Material for this exercise.
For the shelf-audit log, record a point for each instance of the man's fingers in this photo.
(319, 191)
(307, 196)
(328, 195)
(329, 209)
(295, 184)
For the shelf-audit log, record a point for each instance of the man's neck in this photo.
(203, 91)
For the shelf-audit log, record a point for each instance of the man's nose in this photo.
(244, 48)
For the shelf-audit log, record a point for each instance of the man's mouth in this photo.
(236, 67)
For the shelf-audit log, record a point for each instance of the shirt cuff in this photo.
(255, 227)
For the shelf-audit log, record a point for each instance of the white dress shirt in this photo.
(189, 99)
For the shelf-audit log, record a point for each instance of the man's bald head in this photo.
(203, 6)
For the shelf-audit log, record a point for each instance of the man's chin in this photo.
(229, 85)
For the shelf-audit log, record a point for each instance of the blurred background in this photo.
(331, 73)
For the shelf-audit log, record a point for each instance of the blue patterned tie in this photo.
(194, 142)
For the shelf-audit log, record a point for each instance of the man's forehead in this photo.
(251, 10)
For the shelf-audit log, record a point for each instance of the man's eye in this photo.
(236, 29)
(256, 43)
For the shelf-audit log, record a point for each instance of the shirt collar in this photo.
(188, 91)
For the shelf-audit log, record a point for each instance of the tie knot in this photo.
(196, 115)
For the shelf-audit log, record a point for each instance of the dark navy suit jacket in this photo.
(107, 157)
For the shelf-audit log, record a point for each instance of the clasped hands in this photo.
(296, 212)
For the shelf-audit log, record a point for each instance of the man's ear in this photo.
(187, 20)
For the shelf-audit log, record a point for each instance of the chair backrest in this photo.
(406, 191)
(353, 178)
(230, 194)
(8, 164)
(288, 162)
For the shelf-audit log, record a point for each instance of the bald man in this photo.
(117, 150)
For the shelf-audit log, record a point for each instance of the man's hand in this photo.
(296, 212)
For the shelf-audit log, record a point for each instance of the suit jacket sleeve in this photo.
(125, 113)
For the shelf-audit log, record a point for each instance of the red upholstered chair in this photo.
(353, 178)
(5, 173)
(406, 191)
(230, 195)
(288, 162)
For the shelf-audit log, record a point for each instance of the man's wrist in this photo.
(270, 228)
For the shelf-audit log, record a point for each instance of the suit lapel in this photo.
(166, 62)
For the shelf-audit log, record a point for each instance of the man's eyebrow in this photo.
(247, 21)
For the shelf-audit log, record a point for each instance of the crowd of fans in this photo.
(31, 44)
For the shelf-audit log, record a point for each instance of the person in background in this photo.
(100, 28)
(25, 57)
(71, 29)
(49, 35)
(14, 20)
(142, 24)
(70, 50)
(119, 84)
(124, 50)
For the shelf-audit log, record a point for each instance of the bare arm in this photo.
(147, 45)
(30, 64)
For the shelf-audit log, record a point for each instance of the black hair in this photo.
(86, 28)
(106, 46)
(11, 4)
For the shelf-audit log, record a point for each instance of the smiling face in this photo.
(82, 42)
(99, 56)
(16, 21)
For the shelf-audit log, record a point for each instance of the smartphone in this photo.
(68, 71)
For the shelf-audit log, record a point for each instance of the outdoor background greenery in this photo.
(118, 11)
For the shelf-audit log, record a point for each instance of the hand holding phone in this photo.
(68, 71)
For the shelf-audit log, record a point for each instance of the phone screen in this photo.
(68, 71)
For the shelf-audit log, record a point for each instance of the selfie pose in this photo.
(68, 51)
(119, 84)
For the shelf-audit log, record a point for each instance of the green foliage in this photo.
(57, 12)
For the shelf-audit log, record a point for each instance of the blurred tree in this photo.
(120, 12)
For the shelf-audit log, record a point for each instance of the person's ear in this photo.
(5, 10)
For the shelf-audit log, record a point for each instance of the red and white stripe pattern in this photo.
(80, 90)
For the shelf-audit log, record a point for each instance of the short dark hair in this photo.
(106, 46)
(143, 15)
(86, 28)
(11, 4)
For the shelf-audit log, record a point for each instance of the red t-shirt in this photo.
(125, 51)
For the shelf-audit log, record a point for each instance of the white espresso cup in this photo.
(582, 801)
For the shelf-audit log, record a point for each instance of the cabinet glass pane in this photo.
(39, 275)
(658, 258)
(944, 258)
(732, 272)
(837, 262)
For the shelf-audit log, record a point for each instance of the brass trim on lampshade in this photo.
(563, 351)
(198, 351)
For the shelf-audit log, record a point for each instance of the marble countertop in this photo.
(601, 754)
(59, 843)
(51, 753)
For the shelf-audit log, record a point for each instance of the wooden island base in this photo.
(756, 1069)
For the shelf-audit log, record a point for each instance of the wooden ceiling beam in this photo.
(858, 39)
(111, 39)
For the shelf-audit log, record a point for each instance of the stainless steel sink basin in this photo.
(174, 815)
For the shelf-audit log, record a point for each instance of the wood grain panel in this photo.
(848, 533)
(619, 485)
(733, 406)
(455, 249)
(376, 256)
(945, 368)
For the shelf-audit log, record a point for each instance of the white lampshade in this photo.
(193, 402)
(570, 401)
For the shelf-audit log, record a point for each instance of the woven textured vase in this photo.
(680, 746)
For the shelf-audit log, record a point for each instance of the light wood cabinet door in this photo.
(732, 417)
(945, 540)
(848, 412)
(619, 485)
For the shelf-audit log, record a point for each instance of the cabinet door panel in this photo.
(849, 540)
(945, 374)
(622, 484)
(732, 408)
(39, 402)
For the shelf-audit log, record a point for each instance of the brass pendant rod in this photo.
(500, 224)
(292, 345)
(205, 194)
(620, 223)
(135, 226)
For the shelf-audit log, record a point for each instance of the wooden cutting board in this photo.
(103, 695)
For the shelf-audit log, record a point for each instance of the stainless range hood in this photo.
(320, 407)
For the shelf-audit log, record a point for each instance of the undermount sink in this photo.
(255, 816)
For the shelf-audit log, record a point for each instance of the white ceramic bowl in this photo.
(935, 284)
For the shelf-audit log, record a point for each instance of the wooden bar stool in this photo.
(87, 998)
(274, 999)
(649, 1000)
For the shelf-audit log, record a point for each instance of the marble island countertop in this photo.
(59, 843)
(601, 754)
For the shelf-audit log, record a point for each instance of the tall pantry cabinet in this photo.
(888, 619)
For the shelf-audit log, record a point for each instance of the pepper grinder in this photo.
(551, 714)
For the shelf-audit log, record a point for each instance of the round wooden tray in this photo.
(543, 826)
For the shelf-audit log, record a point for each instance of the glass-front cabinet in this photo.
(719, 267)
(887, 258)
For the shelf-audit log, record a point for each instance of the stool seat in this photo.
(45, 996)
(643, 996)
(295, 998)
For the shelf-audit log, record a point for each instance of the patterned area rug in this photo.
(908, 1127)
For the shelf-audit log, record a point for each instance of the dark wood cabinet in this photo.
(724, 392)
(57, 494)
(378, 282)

To do.
Nothing may be dropped or altered. Copy every line above.

Exercise answer.
For the shelf-audit log, record a point for each instance of the man's fingers in this photo.
(319, 191)
(307, 196)
(328, 195)
(329, 209)
(295, 184)
For the shelf-audit log, record a point for each instance of the man's neck in this photo.
(203, 91)
For the shelf-audit log, record a point for each instance of the man's nose in this photo.
(244, 48)
For the shelf-audit log, record a point for each instance of the man's mouth in this photo.
(236, 67)
For the shelf-audit log, record a point for each instance of the shirt cuff in this photo.
(255, 227)
For the shelf-audit log, record a point for each instance of the white dress shirt in this photo.
(189, 99)
For the shelf-audit log, record a point for each instance of the man's bald head in this photo.
(203, 6)
For the shelf-audit log, record a point for each instance of the man's chin in this photo.
(229, 85)
For the shelf-audit log, record a point for each instance of the blurred background in this photo.
(331, 73)
For the shelf-audit log, record a point for each instance of the blue patterned tie in this photo.
(194, 142)
For the shelf-audit log, record a point for each instance of the man's forehead in this photo.
(251, 10)
For the shelf-audit log, record a point for each instance of the man's eye in this photo.
(236, 29)
(256, 43)
For the shelf-audit log, record a point for each instance of the shirt collar in this photo.
(188, 91)
For the shelf-audit log, record a point for each instance of the tie knot in this photo.
(196, 115)
For the shelf-audit log, record a point for each instance of the dark navy suit jacket in this photo.
(107, 157)
For the shelf-audit log, record a point for each instance of the clasped hands in this photo.
(296, 212)
For the shelf-audit log, record a point for each instance of the man's ear in this photo.
(187, 20)
For the shelf-audit log, record a point for each instance of the chair backrest in this photo.
(406, 191)
(353, 178)
(230, 194)
(8, 164)
(288, 162)
For the shelf-audit log, record a point for each instance of the bald man in this photo.
(117, 150)
For the shelf-audit log, record a point for each instance of the man's hand in this photo.
(296, 212)
For the shelf-audit log, record a point for each instance of the suit jacket sleeve in this photo.
(125, 113)
For the shelf-audit log, record a point for each instance of the red upholstered chair in this photo.
(353, 178)
(5, 173)
(406, 191)
(230, 195)
(288, 162)
For the shelf-audit log, record a point for each instance of the man's wrist in this photo.
(270, 228)
For the shelf-audit log, record a point for each instance of the suit lapel in this photo.
(166, 62)
For the shelf-audit log, record a point for each instance of the man's eyebrow in this photo.
(247, 21)
For the shelf-audit log, record a point for each instance of the crowd of fans in this photo.
(31, 44)
For the shelf-audit log, record a point for each instance of the person in background in this photo.
(100, 28)
(25, 57)
(71, 29)
(49, 35)
(14, 20)
(142, 24)
(70, 50)
(119, 84)
(124, 50)
For the shelf-audit log, record a point for each instance of the bare arm in this photo.
(147, 45)
(30, 64)
For the shelf-audit log, record a point for each instance of the black hair in this photo.
(86, 28)
(106, 46)
(11, 4)
For the shelf-audit log, record a point for each instance of the smiling face in this photo.
(82, 42)
(99, 56)
(16, 21)
For the shelf-audit log, record a point for each instance of the smartphone in this photo.
(68, 71)
For the shelf-audit log, record a point for each instance of the outdoor background greenery in this photo.
(118, 11)
For the shelf-audit log, record a point for each instance of the hand holding phone in this photo.
(68, 71)
For the shelf-audit log, record a point for each instance of the phone screen in this photo.
(68, 71)
For the shelf-audit log, record a point for each instance of the selfie pose in this photo.
(68, 51)
(119, 84)
For the shelf-audit log, record a point for each instance of the green foliage in this photo.
(57, 12)
For the shelf-audit log, record a point for each instance of the blurred tree in this photo.
(120, 12)
For the shelf-audit log, record a point for each instance of the person's ear in this photo.
(5, 10)
For the shelf-audit log, record a point for each instance of the red and white stripe pattern in this photo.
(80, 90)
For the shelf-audit log, record a point for each instance of the short dark hair in this photo.
(106, 46)
(143, 15)
(86, 28)
(11, 4)
For the shelf-audit log, record a point for each instance of the red t-shirt in this photo.
(125, 51)
For the shelf-audit log, record a point for each instance of the white espresso cup in this photo.
(582, 801)
For the shelf-audit log, record a point for each instance of the cabinet glass pane in this photo.
(39, 275)
(658, 258)
(944, 258)
(732, 272)
(837, 262)
For the shelf-audit log, record a point for each instance of the brass trim on lampshade in this photo.
(563, 351)
(198, 351)
For the shelf-audit log, record a point for each instance of the marble countertop in this photo.
(601, 754)
(59, 843)
(51, 753)
For the shelf-audit log, record a point for each instance of the wooden island base in this photo.
(756, 1069)
For the shelf-audit log, record a point for each instance of the wooden ceiling beam in this photo.
(858, 39)
(111, 39)
For the shelf-audit log, record a point for each instance of the stainless steel sink basin in this photo.
(174, 815)
For the shelf-audit log, record a point for each instance of the wood grain panel in this photo.
(848, 533)
(619, 485)
(733, 406)
(455, 249)
(376, 256)
(945, 368)
For the shelf-audit log, record a point for each instance of the white lampshade in this photo.
(193, 402)
(570, 401)
For the shelf-audit log, record a point for each instance of the woven textured vase in this photo.
(680, 746)
For the shelf-audit log, record a point for each instance of the light wood cabinet door in this photo.
(732, 417)
(945, 540)
(848, 412)
(619, 485)
For the shelf-audit log, record a point for each instance of the cabinet door panel in this photo.
(849, 540)
(945, 374)
(622, 484)
(732, 408)
(39, 402)
For the shelf-audit log, record a point for each instance of the brass pendant rod in this photo.
(500, 224)
(292, 345)
(205, 194)
(620, 223)
(135, 226)
For the shelf-audit log, record a point for each instance of the wooden cutting board in this photo.
(103, 695)
For the shelf-audit log, record a point for each instance of the stainless range hood in this photo.
(320, 407)
For the shelf-audit log, record a point for each instance of the undermount sink in this photo.
(255, 816)
For the shelf-audit log, record a point for each instance of the white ceramic bowl in this photo.
(935, 284)
For the shelf-audit log, record a point for each instance of the wooden bar stool in this photo.
(87, 998)
(274, 999)
(649, 1000)
For the shelf-audit log, record a point for each instance of the marble island countertop in this photo.
(59, 843)
(601, 754)
For the shelf-audit log, record a point for each instance of the tall pantry cabinet in this photo.
(888, 619)
For the shelf-audit log, record a point for each instance of the pepper grinder in this photo.
(551, 714)
For the shelf-audit log, record a point for each instance of the round wooden tray in this photo.
(543, 826)
For the shelf-audit log, record a point for each instance of the glass-front cabinet in this photo.
(719, 267)
(887, 258)
For the shelf-audit log, record a point for each instance of the stool seat in this photo.
(45, 996)
(643, 996)
(295, 998)
For the shelf-audit log, record a point for each instance of the patterned area rug in this photo.
(908, 1127)
For the shelf-audit log, record a point for each instance of the dark wood cabinet in this photo.
(724, 392)
(57, 494)
(378, 282)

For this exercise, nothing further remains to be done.